● Trecho do documento
Na maioria esmagadora das vezes, os jogadores que saem de bairros humildes das periferias das cidades jamais voltam.

Um dos casos mais famosos, que contrariam isso no Brasil, é o de Adriano Imperador. É difícil alguém que se acostumou com a fama e o luxo querer voltar a conviver com a miséria. No entanto, não é só no Brasil que essas coisas ocorrem. Existe também um jogador argentino que passou por diversos países com culturas e costumes diferentes e, mesmo assim, retornou ao local que nasceu.

(FOTO: Uol)

Em 2018, este atleta disse em entrevista ao Jornal Olé, da Argentina, que sempre que ia ao seu bairro saia de lá com a sensação de ter voltado a viver e lá era onde se sentia mais vivo do que nunca. O autor desta fala é esse menino aí.

De Martínez a Tévez

Carlos Alberto Martinez Tévez é um dos jogadores mais icônicos no cenário futebolístico atual. Ele nasceu na favela de Fuerte Apache, nome que gerou seu apelido até hoje (El Apache), região localizada em Ciudadela, conhecida por ser uma área marginalizada do subúrbio de Buenos Aires.

Fuerte Apache (Imagem: Google Maps)
Fuerte Apache (Imagem: Google Maps)

Antes mesmo de nascer, Carlitos sofreu com a perda do pai, assassinado com 23 tiros pela polícia enquanto assaltava uma cafeteria. Logo aos seis meses de idade, foi entregue aos seus tios Adriana e Segundo Raimundo Tévez — a mãe, Fabiana Martínez, tinha surtos psicóticos e não tinha condições psicológicas de cuidar da criança.

A história por trás dessa troca de sobrenome não é tão simples assim. O então Carlos Martínez fazia parte de uma pequena equipe de futebol chamada All Boys, da cidade de Buenos Aires. Sua grande habilidade chamou a atenção de clubes mais tradicionais, e não demorou muito para o Boca Juniors mandar representantes para a contratação do menino.

● Objetivo 1
De acordo com o trecho sobre Tévez, em que favela o jogador nasceu?
● Objetivo 2
Enumere todas as pessoas citadas pelo nome no trecho sobre Tévez, mencionando cada uma apenas uma vez.
● Objetivo 3
Indique se cada afirmação concorda com o trecho sobre Tévez: (a) o pai de Tévez foi morto pela polícia; (b) Tévez foi entregue aos tios quando tinha dois anos; (c) a entrevista de 2018 foi concedida a um jornal brasileiro.

● Material fornecido
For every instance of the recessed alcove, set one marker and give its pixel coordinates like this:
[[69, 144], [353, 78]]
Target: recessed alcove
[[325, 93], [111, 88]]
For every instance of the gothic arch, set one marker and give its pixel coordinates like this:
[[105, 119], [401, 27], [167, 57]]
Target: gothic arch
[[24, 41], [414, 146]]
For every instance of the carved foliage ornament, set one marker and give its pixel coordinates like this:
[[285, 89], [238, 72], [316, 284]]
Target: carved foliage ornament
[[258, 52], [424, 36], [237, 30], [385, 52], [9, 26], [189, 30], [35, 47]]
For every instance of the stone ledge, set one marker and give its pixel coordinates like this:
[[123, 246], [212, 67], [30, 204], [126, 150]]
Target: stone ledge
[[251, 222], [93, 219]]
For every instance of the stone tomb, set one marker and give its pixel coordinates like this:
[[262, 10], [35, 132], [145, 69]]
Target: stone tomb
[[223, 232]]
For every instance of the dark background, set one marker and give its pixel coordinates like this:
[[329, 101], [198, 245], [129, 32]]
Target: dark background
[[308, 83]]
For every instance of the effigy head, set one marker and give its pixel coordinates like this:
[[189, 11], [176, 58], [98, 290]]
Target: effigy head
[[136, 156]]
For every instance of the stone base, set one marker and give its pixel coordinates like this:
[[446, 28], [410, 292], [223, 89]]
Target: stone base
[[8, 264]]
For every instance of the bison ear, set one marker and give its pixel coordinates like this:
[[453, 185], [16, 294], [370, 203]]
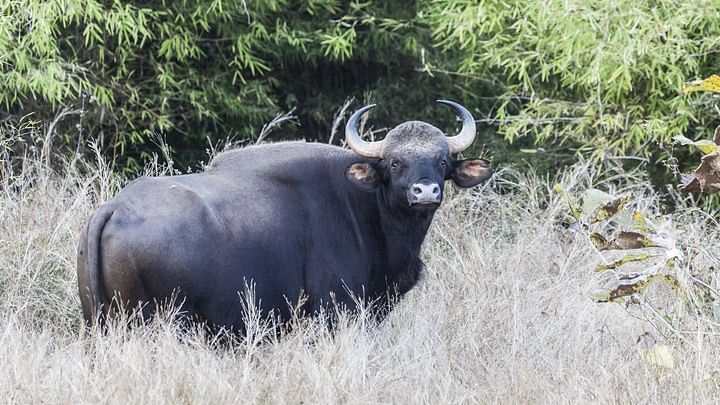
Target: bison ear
[[471, 172], [364, 175]]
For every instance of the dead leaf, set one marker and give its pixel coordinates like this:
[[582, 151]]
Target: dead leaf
[[570, 200], [706, 178], [641, 224], [631, 240], [609, 209], [659, 355], [626, 259], [712, 84], [599, 241]]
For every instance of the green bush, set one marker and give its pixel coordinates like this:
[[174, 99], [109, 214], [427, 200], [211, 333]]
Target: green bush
[[553, 79]]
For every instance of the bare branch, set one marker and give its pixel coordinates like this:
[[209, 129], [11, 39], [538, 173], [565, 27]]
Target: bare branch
[[276, 122], [338, 117], [50, 133]]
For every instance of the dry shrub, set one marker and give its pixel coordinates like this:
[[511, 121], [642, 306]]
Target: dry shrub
[[503, 314]]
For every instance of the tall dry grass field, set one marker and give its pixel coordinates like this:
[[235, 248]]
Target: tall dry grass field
[[503, 314]]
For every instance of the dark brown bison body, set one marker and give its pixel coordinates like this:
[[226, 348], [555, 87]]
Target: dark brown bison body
[[291, 219]]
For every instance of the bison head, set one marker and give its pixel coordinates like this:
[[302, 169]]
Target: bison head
[[413, 161]]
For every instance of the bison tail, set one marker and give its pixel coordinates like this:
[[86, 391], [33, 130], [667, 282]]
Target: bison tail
[[100, 302]]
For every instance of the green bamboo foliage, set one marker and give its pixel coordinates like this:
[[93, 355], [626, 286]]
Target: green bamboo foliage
[[600, 78]]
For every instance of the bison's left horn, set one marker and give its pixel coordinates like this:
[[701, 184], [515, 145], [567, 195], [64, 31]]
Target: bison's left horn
[[356, 143], [465, 138]]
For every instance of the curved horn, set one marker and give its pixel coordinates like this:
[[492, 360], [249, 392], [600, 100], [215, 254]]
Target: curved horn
[[465, 138], [353, 139]]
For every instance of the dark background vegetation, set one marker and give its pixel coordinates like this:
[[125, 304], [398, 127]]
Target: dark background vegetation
[[547, 81]]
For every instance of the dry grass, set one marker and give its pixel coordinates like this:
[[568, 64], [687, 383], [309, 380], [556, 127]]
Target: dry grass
[[503, 314]]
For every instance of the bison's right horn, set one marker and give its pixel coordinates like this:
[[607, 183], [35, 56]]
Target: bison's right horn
[[465, 138], [356, 143]]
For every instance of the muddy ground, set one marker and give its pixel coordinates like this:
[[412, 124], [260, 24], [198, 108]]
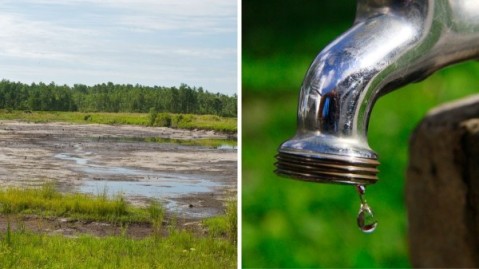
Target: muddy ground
[[192, 181]]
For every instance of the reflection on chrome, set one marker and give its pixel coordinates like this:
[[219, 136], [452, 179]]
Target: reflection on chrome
[[392, 43]]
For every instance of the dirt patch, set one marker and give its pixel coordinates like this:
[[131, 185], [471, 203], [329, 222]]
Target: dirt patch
[[192, 181], [75, 228]]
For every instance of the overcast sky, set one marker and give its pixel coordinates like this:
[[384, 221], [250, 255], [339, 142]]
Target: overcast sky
[[150, 42]]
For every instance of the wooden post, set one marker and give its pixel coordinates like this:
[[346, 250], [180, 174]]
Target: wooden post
[[442, 187]]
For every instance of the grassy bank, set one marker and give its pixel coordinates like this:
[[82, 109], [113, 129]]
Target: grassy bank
[[22, 248], [183, 121]]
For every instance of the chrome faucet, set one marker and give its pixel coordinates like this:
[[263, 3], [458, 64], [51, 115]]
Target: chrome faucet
[[392, 43]]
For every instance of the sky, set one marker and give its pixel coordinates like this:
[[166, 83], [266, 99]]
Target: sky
[[147, 42]]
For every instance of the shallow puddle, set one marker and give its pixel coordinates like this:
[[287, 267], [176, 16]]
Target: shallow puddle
[[143, 183]]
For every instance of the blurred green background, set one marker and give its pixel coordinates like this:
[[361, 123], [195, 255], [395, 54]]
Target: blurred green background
[[288, 223]]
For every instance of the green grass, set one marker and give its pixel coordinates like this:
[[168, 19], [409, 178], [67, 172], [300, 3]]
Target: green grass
[[46, 201], [288, 223], [180, 249], [189, 121], [226, 225]]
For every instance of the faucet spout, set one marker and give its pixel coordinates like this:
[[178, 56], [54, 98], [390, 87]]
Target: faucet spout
[[392, 43]]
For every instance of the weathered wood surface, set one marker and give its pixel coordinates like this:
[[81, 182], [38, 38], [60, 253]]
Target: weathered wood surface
[[442, 187]]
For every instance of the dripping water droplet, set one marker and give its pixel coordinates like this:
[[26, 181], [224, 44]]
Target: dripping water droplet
[[366, 221]]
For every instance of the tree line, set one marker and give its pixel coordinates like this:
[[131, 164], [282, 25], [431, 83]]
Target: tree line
[[109, 97]]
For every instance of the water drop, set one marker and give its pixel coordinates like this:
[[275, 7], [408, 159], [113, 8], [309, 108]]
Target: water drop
[[366, 221]]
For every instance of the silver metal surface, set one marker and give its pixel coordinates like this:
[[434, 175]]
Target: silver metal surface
[[392, 43]]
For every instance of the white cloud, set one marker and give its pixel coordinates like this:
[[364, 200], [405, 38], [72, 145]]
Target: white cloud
[[125, 41]]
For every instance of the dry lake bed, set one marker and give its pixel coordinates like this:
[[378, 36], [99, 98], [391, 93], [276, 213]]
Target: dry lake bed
[[191, 181]]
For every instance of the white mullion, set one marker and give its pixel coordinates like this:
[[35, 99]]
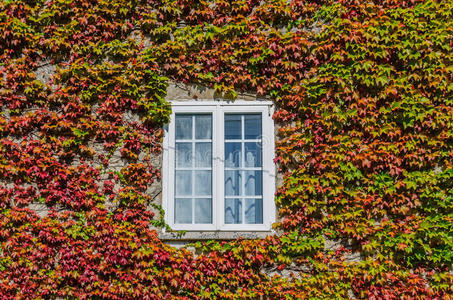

● Resposta final 1
Na favela de Fuerte Apache.

● Resposta final 2
Adriano Imperador; Carlos Alberto Martinez Tévez; Adriana; Segundo Raimundo Tévez; Fabiana Martínez.

● Resposta final 3
(a) Sim: "assassinado com 23 tiros pela polícia enquanto assaltava uma cafeteria".
(b) Não: "Logo aos seis meses de idade, foi entregue aos seus tios".
(c) Não: "ao Jornal Olé, da Argentina".